◆ **Task brief**:
Retype everything from the line containing "the sunglasses arm" down to the line containing "(1184, 290)", with both of those lines included. Copy each line character for character.

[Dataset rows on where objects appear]
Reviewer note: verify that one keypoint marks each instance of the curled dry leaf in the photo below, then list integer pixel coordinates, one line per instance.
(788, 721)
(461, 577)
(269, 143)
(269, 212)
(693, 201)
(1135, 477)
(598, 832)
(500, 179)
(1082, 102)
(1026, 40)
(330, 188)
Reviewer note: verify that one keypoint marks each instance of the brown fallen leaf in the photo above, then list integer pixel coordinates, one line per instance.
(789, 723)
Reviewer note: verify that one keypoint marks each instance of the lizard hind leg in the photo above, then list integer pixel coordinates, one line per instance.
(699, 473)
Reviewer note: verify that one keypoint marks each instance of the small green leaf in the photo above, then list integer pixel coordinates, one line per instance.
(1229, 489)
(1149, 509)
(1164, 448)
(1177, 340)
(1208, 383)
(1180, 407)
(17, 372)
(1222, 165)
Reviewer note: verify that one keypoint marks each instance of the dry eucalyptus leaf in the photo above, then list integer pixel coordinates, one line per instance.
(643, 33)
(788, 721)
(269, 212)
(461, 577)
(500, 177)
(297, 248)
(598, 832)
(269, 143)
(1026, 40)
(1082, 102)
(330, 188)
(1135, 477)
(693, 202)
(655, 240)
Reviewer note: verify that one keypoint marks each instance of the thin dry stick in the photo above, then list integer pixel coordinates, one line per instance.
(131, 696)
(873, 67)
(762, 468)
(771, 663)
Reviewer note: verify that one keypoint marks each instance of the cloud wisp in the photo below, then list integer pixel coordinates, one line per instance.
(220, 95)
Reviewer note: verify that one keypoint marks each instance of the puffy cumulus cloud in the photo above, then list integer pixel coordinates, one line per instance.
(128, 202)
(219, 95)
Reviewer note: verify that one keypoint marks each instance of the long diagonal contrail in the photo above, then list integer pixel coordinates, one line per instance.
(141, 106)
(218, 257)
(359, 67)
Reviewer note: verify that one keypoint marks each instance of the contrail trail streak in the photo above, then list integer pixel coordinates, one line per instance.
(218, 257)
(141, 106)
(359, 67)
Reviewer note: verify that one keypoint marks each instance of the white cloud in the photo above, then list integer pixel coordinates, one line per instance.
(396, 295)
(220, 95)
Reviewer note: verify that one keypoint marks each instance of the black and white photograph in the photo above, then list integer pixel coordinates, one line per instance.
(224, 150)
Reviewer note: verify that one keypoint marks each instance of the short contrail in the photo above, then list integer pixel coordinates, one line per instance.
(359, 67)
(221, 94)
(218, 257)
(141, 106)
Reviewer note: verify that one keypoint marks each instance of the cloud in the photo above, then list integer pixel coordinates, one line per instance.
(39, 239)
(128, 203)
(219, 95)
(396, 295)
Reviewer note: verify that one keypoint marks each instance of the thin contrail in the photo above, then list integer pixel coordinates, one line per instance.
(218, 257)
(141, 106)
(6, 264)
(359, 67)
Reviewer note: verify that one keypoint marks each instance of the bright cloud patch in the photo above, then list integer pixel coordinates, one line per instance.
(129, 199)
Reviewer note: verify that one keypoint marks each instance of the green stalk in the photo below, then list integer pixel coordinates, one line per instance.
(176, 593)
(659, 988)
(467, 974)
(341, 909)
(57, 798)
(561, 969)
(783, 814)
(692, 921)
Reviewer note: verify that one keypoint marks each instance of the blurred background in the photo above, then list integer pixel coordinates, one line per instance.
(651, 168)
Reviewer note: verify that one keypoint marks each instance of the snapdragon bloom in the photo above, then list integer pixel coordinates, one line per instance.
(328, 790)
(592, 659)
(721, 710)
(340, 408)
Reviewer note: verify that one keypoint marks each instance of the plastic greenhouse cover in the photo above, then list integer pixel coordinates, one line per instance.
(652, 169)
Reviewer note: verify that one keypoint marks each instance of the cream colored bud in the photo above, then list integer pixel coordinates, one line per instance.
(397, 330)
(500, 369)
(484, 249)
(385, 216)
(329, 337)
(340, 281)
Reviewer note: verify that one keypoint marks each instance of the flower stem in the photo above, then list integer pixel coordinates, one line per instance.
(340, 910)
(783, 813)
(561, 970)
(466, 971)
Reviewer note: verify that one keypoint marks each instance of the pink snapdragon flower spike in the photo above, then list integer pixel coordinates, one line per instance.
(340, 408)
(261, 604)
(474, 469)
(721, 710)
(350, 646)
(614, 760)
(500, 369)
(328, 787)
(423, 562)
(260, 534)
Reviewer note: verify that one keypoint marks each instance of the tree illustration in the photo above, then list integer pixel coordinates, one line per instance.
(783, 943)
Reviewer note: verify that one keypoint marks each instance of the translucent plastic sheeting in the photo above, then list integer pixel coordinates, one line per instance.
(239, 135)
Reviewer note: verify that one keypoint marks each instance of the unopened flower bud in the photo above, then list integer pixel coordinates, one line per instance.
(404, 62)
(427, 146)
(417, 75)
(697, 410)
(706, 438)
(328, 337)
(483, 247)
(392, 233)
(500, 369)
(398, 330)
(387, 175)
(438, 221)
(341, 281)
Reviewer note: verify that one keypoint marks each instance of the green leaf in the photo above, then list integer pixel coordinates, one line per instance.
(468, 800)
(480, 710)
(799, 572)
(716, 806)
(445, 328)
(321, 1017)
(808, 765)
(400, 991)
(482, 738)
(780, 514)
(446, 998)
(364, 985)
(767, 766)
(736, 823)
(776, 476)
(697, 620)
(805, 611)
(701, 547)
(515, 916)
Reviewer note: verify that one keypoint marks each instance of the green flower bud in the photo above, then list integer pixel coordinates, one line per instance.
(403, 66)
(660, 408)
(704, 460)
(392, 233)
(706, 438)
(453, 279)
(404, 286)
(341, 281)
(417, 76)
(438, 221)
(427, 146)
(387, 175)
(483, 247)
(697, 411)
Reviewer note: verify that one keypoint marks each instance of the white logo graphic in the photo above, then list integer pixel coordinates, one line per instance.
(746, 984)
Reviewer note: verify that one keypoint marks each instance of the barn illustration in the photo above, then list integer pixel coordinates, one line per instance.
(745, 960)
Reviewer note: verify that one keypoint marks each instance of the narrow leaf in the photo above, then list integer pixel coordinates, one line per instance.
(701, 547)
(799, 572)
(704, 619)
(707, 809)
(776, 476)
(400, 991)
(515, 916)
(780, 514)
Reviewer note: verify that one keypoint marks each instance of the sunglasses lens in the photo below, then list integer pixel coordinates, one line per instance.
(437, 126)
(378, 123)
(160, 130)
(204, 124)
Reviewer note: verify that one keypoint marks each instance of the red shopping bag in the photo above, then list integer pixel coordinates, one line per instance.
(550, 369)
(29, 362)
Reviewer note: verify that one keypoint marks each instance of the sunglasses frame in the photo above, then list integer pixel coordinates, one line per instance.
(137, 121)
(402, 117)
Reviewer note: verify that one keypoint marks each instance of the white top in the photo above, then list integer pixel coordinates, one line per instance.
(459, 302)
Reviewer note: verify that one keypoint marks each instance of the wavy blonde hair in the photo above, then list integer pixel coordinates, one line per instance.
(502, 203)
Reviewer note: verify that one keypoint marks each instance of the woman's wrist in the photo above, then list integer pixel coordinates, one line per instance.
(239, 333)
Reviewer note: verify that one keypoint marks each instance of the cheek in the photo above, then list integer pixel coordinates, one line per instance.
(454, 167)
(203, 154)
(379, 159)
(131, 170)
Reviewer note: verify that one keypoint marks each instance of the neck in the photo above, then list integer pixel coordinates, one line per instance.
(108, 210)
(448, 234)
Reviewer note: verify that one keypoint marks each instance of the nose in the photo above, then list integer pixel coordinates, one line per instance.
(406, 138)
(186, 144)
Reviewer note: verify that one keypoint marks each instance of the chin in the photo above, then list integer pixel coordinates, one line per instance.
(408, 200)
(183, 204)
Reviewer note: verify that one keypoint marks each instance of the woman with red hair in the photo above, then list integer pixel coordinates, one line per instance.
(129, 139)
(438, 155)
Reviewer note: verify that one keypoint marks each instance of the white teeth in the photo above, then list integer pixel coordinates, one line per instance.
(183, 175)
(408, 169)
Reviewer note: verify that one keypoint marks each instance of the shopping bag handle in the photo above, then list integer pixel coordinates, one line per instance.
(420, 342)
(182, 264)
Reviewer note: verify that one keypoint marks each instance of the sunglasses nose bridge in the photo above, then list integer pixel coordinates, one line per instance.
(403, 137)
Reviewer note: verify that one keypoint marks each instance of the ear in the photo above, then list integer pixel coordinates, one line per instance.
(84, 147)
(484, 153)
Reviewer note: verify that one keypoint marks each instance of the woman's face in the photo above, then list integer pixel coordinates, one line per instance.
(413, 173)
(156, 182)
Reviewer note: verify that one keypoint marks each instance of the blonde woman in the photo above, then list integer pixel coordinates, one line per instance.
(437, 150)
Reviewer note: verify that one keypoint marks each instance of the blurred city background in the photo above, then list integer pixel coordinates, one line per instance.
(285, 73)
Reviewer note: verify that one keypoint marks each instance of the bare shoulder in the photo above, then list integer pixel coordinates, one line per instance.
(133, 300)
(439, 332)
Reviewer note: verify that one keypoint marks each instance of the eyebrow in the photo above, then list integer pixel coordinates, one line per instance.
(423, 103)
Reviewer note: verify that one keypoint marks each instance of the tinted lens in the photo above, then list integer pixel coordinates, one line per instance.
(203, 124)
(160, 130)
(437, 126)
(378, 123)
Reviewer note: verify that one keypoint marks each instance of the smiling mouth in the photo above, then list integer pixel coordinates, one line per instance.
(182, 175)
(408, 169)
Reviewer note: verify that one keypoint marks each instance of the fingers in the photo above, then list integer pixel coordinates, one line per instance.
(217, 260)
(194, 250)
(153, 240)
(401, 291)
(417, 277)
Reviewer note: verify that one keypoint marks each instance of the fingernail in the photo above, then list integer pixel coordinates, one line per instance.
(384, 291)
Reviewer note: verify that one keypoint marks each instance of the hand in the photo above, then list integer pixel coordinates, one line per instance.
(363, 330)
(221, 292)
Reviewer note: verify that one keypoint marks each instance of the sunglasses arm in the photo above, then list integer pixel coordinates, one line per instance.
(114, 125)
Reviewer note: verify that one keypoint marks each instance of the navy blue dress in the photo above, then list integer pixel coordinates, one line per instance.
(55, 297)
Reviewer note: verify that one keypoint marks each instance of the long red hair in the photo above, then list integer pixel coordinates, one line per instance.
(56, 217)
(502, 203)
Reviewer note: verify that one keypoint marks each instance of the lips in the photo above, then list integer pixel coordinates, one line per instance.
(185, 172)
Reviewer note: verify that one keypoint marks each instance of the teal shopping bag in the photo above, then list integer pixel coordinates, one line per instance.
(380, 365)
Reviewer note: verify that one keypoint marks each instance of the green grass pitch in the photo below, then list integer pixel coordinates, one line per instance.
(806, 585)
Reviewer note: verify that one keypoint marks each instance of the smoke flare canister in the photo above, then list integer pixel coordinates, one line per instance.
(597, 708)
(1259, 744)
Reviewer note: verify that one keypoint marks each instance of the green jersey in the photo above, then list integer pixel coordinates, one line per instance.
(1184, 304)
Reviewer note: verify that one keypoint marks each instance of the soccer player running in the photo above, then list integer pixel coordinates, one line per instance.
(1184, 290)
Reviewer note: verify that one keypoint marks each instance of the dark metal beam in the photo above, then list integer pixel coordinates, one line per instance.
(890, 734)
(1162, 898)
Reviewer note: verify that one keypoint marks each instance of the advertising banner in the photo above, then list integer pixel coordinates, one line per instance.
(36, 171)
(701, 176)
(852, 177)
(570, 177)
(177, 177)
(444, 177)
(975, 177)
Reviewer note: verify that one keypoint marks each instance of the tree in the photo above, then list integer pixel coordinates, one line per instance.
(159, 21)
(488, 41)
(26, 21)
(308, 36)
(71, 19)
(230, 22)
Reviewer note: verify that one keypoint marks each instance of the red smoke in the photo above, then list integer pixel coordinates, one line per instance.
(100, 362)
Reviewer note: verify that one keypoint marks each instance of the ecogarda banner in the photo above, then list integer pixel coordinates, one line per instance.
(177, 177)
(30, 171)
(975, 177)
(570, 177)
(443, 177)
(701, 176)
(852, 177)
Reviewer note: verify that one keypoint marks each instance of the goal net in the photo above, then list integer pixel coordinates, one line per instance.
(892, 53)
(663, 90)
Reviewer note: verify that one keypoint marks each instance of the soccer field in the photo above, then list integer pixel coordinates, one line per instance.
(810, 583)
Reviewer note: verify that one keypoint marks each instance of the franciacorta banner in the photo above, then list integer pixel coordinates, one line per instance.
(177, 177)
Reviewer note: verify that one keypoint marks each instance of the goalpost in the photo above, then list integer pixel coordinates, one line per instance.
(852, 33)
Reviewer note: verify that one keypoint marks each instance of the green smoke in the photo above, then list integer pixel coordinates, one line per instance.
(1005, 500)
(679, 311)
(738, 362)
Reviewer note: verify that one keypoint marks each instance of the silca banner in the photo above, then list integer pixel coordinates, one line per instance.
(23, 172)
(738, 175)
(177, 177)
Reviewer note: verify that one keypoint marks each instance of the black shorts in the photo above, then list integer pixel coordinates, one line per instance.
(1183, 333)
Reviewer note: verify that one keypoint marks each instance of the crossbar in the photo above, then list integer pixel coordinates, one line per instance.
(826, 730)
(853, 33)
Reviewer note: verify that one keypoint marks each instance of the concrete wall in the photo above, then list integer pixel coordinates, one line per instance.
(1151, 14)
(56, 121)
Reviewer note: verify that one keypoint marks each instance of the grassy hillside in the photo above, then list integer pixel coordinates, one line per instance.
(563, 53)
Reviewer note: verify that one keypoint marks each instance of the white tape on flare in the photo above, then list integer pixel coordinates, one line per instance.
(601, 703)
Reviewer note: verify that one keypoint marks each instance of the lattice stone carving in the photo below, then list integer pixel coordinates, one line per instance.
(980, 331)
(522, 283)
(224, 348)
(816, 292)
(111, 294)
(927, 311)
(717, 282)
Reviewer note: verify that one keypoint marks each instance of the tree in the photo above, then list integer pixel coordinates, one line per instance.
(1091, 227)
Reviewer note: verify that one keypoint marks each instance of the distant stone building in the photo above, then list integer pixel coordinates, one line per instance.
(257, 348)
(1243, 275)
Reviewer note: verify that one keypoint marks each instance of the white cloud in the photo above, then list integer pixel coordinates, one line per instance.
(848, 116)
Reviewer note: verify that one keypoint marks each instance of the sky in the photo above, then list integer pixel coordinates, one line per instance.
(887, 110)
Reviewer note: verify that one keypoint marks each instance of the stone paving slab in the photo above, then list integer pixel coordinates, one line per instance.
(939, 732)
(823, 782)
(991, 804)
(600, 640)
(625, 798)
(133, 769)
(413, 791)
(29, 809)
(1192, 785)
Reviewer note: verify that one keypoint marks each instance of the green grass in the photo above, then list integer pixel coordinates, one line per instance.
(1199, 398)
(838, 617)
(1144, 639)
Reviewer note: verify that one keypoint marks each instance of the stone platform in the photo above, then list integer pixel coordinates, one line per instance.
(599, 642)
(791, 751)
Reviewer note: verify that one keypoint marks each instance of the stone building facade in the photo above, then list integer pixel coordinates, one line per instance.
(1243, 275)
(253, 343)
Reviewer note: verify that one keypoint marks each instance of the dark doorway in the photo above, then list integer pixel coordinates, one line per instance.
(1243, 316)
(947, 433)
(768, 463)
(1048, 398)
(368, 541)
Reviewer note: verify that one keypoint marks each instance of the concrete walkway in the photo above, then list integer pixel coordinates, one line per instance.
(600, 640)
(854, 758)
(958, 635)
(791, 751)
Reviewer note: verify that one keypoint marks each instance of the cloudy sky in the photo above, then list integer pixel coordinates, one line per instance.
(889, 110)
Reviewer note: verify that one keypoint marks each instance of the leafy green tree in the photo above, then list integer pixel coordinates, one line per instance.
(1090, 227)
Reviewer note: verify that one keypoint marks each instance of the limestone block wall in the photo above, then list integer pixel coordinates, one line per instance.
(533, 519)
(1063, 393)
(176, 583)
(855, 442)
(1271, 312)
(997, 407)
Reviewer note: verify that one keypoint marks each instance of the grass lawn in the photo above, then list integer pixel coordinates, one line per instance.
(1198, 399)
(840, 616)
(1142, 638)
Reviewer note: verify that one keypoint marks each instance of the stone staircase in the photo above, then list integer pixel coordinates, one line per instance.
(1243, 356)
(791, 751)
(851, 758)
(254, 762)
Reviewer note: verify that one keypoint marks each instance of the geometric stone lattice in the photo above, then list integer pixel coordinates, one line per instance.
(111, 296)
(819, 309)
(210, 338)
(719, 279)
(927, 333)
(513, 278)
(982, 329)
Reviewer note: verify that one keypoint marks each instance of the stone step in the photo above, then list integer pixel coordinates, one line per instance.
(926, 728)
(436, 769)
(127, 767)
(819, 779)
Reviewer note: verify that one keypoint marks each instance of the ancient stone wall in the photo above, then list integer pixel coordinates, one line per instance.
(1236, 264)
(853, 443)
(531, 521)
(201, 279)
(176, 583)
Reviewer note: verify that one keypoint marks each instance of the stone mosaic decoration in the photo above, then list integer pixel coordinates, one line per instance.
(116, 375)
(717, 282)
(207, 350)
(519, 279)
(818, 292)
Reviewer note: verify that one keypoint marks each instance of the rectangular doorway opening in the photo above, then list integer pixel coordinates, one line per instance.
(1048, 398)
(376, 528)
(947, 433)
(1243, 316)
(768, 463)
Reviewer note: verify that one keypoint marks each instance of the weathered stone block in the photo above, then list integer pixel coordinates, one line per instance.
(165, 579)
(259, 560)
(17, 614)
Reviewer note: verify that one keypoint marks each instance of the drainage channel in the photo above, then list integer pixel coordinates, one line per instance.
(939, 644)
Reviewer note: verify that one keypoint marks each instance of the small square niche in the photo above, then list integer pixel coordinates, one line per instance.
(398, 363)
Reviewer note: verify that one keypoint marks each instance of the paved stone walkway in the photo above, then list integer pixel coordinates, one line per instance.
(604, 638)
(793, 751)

◆ **Full answer**:
Reviewer note: verify that one keypoint marks each instance of the sunglasses arm in the photo above, then list integer pixel coordinates, one line per instance.
(114, 125)
Reviewer note: verify that one keypoint marks each instance of the navy blue dress in the photo above, then list integer pixel coordinates, one line per instance.
(55, 297)
Reviewer note: verify that one keypoint marks each instance of the long red hair in the photo above, then list integer pixel coordinates, one line per instance.
(56, 217)
(502, 203)
Reviewer note: verify that one keypoint marks each instance of the lips in the photo above, then list integer pixel coordinates, one line per instance.
(185, 172)
Reviewer note: verify that one keypoint marks each instance of the teal shopping bag in the photo above, then list integer pixel coordinates, one line per instance.
(380, 365)
Reviewer note: verify that one keypoint marks each instance of the green grass pitch in the photo below, then list integer pixel coordinates, one line per instance.
(806, 585)
Reviewer note: verify that one keypoint marks each instance of the smoke flare canister in the photo above, then list integer pixel coordinates, one line per instance.
(597, 708)
(1259, 744)
Reviewer note: verify that one keypoint marks each instance of the green jersey in the photo above, then list integer pixel coordinates, one line per instance.
(1184, 304)
Reviewer note: verify that one keypoint marks each instance of the soccer player running in the photo above, then list integer pixel coordinates, one line per instance.
(1184, 290)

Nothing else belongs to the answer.